- Opening Delimiter -

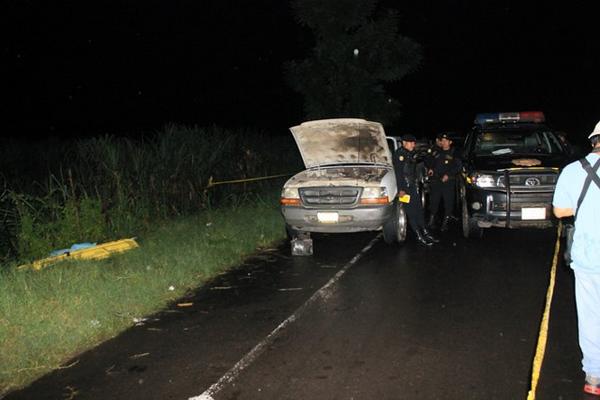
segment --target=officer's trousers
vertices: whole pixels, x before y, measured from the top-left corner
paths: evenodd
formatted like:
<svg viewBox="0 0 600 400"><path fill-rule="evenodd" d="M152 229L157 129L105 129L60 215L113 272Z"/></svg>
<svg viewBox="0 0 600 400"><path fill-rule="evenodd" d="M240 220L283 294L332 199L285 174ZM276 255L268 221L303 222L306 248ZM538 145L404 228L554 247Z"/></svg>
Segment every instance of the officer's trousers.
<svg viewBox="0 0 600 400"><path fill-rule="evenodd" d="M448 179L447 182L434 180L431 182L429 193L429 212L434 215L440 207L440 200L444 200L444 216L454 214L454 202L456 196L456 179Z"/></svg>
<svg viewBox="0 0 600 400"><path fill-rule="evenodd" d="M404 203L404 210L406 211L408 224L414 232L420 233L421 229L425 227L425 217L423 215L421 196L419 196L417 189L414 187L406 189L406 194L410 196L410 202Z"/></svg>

- Closing Delimiter -

| What you have to do |
Copy the listing in full and without alteration, omitting every picture.

| Solution to the exercise |
segment --target=officer's trousers
vertices: whole pixels, x before y, measured from the top-left corner
paths: evenodd
formatted like:
<svg viewBox="0 0 600 400"><path fill-rule="evenodd" d="M152 229L157 129L105 129L60 215L113 272Z"/></svg>
<svg viewBox="0 0 600 400"><path fill-rule="evenodd" d="M240 220L283 294L332 199L285 174ZM276 255L268 221L303 222L306 248ZM538 145L404 228L554 247Z"/></svg>
Segment every instance of the officer's trousers.
<svg viewBox="0 0 600 400"><path fill-rule="evenodd" d="M448 179L447 182L434 180L431 182L429 193L429 212L434 215L440 207L440 200L444 200L444 216L454 214L454 202L456 196L456 179Z"/></svg>
<svg viewBox="0 0 600 400"><path fill-rule="evenodd" d="M404 203L404 210L406 211L408 224L414 232L420 233L421 229L425 227L425 217L423 215L421 196L419 196L417 189L414 187L406 189L406 194L410 196L410 202Z"/></svg>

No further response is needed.